● What you need to do: Without the images, print all the entries below exactly as given.

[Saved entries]
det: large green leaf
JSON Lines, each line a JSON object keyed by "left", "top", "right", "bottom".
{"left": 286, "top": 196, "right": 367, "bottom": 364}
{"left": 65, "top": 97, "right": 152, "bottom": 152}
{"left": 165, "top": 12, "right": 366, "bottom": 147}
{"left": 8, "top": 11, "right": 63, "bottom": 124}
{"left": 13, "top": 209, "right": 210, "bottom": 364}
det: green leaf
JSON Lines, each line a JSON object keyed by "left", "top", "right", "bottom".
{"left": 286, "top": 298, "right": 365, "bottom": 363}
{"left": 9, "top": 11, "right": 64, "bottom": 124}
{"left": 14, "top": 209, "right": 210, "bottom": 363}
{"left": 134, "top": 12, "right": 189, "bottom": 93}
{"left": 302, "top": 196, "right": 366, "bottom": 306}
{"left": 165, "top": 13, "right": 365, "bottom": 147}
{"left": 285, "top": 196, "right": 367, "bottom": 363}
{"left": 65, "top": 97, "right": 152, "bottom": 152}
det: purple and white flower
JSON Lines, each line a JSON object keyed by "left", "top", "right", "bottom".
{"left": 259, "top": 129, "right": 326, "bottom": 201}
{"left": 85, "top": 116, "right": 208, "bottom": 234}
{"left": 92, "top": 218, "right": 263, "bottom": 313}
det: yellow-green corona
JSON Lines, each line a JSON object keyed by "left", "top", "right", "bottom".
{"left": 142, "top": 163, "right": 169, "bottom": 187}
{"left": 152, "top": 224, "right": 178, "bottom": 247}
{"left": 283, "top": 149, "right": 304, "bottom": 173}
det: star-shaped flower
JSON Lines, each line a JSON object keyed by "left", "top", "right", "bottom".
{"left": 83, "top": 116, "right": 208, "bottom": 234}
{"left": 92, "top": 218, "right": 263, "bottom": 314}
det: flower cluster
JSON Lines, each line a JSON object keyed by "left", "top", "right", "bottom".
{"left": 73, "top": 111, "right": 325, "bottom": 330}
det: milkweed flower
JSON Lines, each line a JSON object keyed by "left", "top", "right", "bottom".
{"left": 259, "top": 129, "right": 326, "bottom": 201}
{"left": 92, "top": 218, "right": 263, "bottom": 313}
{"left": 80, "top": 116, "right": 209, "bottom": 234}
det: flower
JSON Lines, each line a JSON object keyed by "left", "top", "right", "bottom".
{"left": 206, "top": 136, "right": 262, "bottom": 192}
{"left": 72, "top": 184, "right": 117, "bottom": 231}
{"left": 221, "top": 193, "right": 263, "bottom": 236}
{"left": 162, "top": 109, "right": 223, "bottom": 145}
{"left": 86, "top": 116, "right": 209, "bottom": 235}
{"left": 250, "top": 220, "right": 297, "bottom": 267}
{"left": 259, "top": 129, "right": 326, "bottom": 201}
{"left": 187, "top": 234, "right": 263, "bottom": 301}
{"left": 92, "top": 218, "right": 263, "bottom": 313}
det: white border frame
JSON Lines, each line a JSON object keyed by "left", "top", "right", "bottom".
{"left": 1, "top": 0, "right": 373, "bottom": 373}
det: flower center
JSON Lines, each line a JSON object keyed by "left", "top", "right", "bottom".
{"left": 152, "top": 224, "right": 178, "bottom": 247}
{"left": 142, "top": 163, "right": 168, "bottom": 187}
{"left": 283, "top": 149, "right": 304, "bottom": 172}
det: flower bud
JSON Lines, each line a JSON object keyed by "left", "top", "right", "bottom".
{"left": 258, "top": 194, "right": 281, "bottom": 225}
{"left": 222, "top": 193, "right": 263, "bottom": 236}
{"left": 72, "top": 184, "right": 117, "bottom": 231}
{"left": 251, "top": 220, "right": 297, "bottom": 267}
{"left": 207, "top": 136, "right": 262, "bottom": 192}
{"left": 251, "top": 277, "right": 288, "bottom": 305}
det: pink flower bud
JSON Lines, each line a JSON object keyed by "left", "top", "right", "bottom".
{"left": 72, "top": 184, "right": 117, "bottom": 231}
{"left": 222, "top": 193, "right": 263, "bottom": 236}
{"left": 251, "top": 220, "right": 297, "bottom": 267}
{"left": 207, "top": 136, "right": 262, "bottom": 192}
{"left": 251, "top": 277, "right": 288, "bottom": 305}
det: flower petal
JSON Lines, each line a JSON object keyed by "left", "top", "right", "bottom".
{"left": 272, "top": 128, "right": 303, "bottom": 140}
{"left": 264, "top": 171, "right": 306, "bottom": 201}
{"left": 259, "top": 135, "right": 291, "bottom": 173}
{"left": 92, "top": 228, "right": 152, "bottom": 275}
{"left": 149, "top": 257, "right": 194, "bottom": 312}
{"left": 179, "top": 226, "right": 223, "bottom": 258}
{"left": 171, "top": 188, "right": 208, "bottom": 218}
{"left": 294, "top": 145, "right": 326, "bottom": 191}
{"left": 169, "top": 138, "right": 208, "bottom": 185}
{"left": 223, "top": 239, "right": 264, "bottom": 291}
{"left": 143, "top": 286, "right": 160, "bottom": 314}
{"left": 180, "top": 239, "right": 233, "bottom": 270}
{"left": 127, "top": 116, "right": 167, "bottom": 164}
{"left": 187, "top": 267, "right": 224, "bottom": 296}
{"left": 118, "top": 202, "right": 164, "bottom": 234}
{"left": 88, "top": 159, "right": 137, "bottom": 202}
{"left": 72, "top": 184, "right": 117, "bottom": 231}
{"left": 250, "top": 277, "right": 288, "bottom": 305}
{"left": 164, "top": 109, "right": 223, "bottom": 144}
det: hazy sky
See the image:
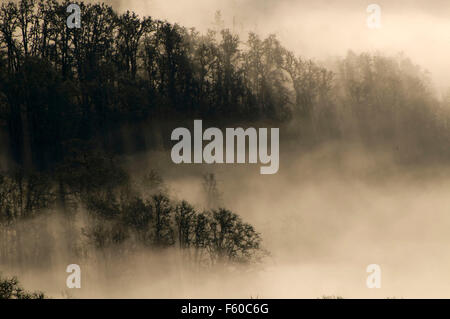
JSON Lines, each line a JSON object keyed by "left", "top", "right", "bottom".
{"left": 110, "top": 0, "right": 450, "bottom": 94}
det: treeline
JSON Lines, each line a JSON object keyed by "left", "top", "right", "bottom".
{"left": 333, "top": 52, "right": 449, "bottom": 162}
{"left": 1, "top": 0, "right": 448, "bottom": 170}
{"left": 0, "top": 0, "right": 302, "bottom": 169}
{"left": 0, "top": 146, "right": 264, "bottom": 271}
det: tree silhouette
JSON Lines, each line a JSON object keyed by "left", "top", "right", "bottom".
{"left": 0, "top": 274, "right": 45, "bottom": 299}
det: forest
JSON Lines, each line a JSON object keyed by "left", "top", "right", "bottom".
{"left": 1, "top": 0, "right": 450, "bottom": 298}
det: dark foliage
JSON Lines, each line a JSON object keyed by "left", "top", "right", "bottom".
{"left": 0, "top": 274, "right": 45, "bottom": 299}
{"left": 0, "top": 0, "right": 299, "bottom": 170}
{"left": 0, "top": 146, "right": 265, "bottom": 267}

● Answer box:
det: large green leaf
JSON Lines, each line a JSON object keyed by "left", "top", "right", "bottom".
{"left": 286, "top": 196, "right": 367, "bottom": 364}
{"left": 65, "top": 97, "right": 152, "bottom": 152}
{"left": 165, "top": 12, "right": 366, "bottom": 147}
{"left": 8, "top": 11, "right": 63, "bottom": 124}
{"left": 13, "top": 209, "right": 210, "bottom": 364}
det: green leaf
JSON Lines, each line a JSON object keyed by "left", "top", "right", "bottom".
{"left": 286, "top": 298, "right": 365, "bottom": 363}
{"left": 9, "top": 11, "right": 64, "bottom": 124}
{"left": 14, "top": 209, "right": 210, "bottom": 363}
{"left": 134, "top": 12, "right": 189, "bottom": 93}
{"left": 302, "top": 196, "right": 366, "bottom": 306}
{"left": 165, "top": 13, "right": 365, "bottom": 147}
{"left": 285, "top": 196, "right": 367, "bottom": 363}
{"left": 65, "top": 97, "right": 152, "bottom": 152}
det: purple and white flower
JSON Lines, each line a JSON object keyed by "left", "top", "right", "bottom".
{"left": 259, "top": 129, "right": 326, "bottom": 201}
{"left": 85, "top": 116, "right": 208, "bottom": 234}
{"left": 92, "top": 218, "right": 263, "bottom": 313}
det: yellow-green corona
JSON Lines, each line a JSON object keyed by "left", "top", "right", "bottom".
{"left": 142, "top": 163, "right": 169, "bottom": 187}
{"left": 152, "top": 224, "right": 178, "bottom": 247}
{"left": 283, "top": 149, "right": 304, "bottom": 173}
det: star-shaped flower
JSON Lines, each line a JSON object keyed by "left", "top", "right", "bottom".
{"left": 83, "top": 116, "right": 208, "bottom": 234}
{"left": 92, "top": 218, "right": 263, "bottom": 314}
det: flower cluster
JSON Lines, each line a JSON object keyed by "left", "top", "right", "bottom".
{"left": 73, "top": 111, "right": 325, "bottom": 330}
det: milkweed flower
JSON Lines, each line a JSON object keyed by "left", "top", "right", "bottom".
{"left": 259, "top": 129, "right": 326, "bottom": 201}
{"left": 92, "top": 218, "right": 263, "bottom": 313}
{"left": 80, "top": 116, "right": 209, "bottom": 234}
det: flower
JSON Lines, each line a JSON object keyed by "left", "top", "right", "bottom".
{"left": 206, "top": 136, "right": 262, "bottom": 192}
{"left": 72, "top": 184, "right": 117, "bottom": 231}
{"left": 221, "top": 193, "right": 263, "bottom": 236}
{"left": 162, "top": 109, "right": 223, "bottom": 145}
{"left": 86, "top": 116, "right": 209, "bottom": 235}
{"left": 250, "top": 220, "right": 297, "bottom": 267}
{"left": 259, "top": 129, "right": 326, "bottom": 201}
{"left": 187, "top": 234, "right": 263, "bottom": 301}
{"left": 92, "top": 218, "right": 263, "bottom": 313}
det: white border frame
JSON Lines, each line a JSON object keyed by "left", "top", "right", "bottom".
{"left": 1, "top": 0, "right": 373, "bottom": 373}
det: flower center
JSON Lines, each line a JSON object keyed by "left", "top", "right", "bottom".
{"left": 152, "top": 224, "right": 178, "bottom": 247}
{"left": 142, "top": 163, "right": 168, "bottom": 187}
{"left": 283, "top": 149, "right": 304, "bottom": 172}
det: flower bud
JSON Lines, each line a JSON object keyed by "left", "top", "right", "bottom".
{"left": 258, "top": 194, "right": 281, "bottom": 225}
{"left": 222, "top": 193, "right": 263, "bottom": 236}
{"left": 72, "top": 184, "right": 117, "bottom": 231}
{"left": 251, "top": 220, "right": 297, "bottom": 267}
{"left": 207, "top": 136, "right": 262, "bottom": 192}
{"left": 251, "top": 277, "right": 288, "bottom": 305}
det: pink flower bud
JSON Lines, each line a JSON object keyed by "left", "top", "right", "bottom".
{"left": 72, "top": 184, "right": 117, "bottom": 231}
{"left": 222, "top": 193, "right": 263, "bottom": 236}
{"left": 251, "top": 220, "right": 297, "bottom": 267}
{"left": 207, "top": 136, "right": 262, "bottom": 192}
{"left": 251, "top": 277, "right": 288, "bottom": 305}
det: flower petal
JSON Lines, each line a JSON object keyed by "left", "top", "right", "bottom".
{"left": 272, "top": 128, "right": 303, "bottom": 140}
{"left": 264, "top": 171, "right": 306, "bottom": 201}
{"left": 259, "top": 135, "right": 291, "bottom": 173}
{"left": 92, "top": 228, "right": 152, "bottom": 275}
{"left": 149, "top": 257, "right": 194, "bottom": 312}
{"left": 179, "top": 226, "right": 223, "bottom": 258}
{"left": 171, "top": 188, "right": 208, "bottom": 218}
{"left": 294, "top": 145, "right": 326, "bottom": 191}
{"left": 169, "top": 138, "right": 208, "bottom": 185}
{"left": 223, "top": 239, "right": 264, "bottom": 291}
{"left": 143, "top": 286, "right": 160, "bottom": 314}
{"left": 180, "top": 239, "right": 233, "bottom": 270}
{"left": 127, "top": 116, "right": 167, "bottom": 164}
{"left": 187, "top": 267, "right": 224, "bottom": 296}
{"left": 118, "top": 202, "right": 164, "bottom": 234}
{"left": 88, "top": 159, "right": 137, "bottom": 202}
{"left": 72, "top": 184, "right": 117, "bottom": 231}
{"left": 250, "top": 277, "right": 288, "bottom": 305}
{"left": 164, "top": 109, "right": 223, "bottom": 144}
det: hazy sky
See the image:
JSON Lines, each line a JSON object keyed by "left", "top", "right", "bottom".
{"left": 110, "top": 0, "right": 450, "bottom": 94}
det: treeline
JSON Lines, each line a JSON object keyed by "left", "top", "right", "bottom".
{"left": 333, "top": 52, "right": 449, "bottom": 162}
{"left": 1, "top": 0, "right": 448, "bottom": 170}
{"left": 0, "top": 0, "right": 302, "bottom": 169}
{"left": 0, "top": 146, "right": 264, "bottom": 271}
det: tree silhouette
JSON Lines, each line a JSON object keyed by "left", "top", "right", "bottom".
{"left": 0, "top": 274, "right": 45, "bottom": 299}
det: forest
JSON Lines, each line a JSON object keyed by "left", "top", "right", "bottom".
{"left": 1, "top": 0, "right": 450, "bottom": 298}
det: dark foliage
JSON Lines, each line a JSON object keyed by "left", "top", "right", "bottom".
{"left": 0, "top": 274, "right": 45, "bottom": 299}
{"left": 0, "top": 0, "right": 299, "bottom": 170}
{"left": 0, "top": 146, "right": 265, "bottom": 267}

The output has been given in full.